Text section ->
+++++

The Beverly Patio Apartments resembling Ray's former residence adds saltpeter and sulfur to an early exchange: "You can see into my apartment but I can't see into yours." "I promise you I won't take advantage of it." "I would if it were the other way around." Andrew Solt's dialogue (with additions by Ray) and Ray's own visual ideas (realized by set designer Robert Peterson) suggest an important thesis of Hughes: that women are more perceptive than men and men, if they could share this ability, would only exploit it. 

Can't help comparing this to yet another 1950 film about Hollywood, Billy Wilder's masterpiece Sunset Boulevard. Where Wilder proudly flaunts his insider credentials (casting Gloria Swanson and Erich Von Stroheim as silent star and her former director, adding Buster Keaton and Hedda Hopper and HB Warner and Cecil B. DeMille--playing himself--to the margins), Ray betrays familiarity despite himself (the dialogue where Steele begrudgingly accepts a novel to read and perhaps adapt into a script--and the people who argue, wheedle, kibitz at him from the sidelines--sound as if transcribed from real life). Wilder's is the more polished script--every line is honed for maximum wit--but Ray's (or rather Solt's with Ray contributing) has his characters talking normally, with one notable exception of a line: "I was born when she kissed me I died when she left me I lived a few weeks while she loved me." Significantly it's not everyday dialogue but a fragment Steele thought up--possibly on the spot--and seeks to insert in a script somewhere, to some yet undetermined purpose ("A farewell note?" "I don't know."). There's poetry in Steele (and Ray, and Bogart) only this is real life (or an uncanny facsimile thereof) and they're not sure what to do with it.

+++++

Point-per-instance localization data ->
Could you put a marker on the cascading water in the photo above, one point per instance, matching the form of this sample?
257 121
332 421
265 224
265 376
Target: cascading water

+++++

Required actions ->
1. Do the following statements agree with the film review? Answer each with yes or no and quote the deciding words.
(a) Robert Peterson was the set designer.
(b) The film review calls Ray's script the more polished one.
(c) Sunset Boulevard came out in 1950.
2. Please write what comes next in the film review, starting after its last sentence.

Results of the tasks ->
1.
(a) Yes: "realized by set designer Robert Peterson"
(b) No: "Wilder's is the more polished script"
(c) Yes: "yet another 1950 film about Hollywood, Billy Wilder's masterpiece Sunset Boulevard"

2.
Ray's ending--reportedly improvised with the actors on the set--throws his and Hughes' intentions into stark relief. Hughes paints a blistering indictment of the male gaze and ego, lost in a fog of self-delusion; Ray working with Bogart holds up a mirror. One is not necessarily inferior to another--Hughes persistent use of fog as a metaphor for Steele's interior state is both a necessary narrative strategy (if we knew Steele's thoughts with perfect clarity all the time the novel would have zero tension) and a superb prose realization of a major theme (women know the score, men are constantly fooling themselves); her powers of empathy are such one is compelled to wonder (how can she know so much about toxic masculinity?). I submit that Hughes' tour de force resonates in other works, from Patricia Highsmith's Ripley novels to Jim Thompson's The Killer Inside Me to Bret Easton Ellis' American Psycho, and its impact as a consequence has been muted by the many (occasionally skillful) imitations.

Further submit that Ray's ending is not necessarily a dilution of but a radical twist on a genre trope, fashioned by Ray from the simplest materials. Steele sits outside Laurel Gray's room, waiting. He lights a cigarette and his hands start to shake; he looks up and his eyes are two great goblin lamps spouting fire. When Steele explodes it isn't in the stylized manner of a predator pouncing after prey but a domestic brawl, graceless and ugly and distressingly familiar to anyone--everyone--who has experienced a troubled relationship. 

Being guilty might actually feel better for Steele--he admits "I'm a serial killer!" and everyone throws up their hands to respond "that explains everything!" As things stand Steele can't blame abnormal sexual urges or phases of the moon or early childhood trauma; he can't be arrested, can't escape, can't be executed for being what he is (which technically speaking isn't a crime). Steele--like Bogart within him or Ray behind him--is all out of excuses; he has no one left to confront but himself.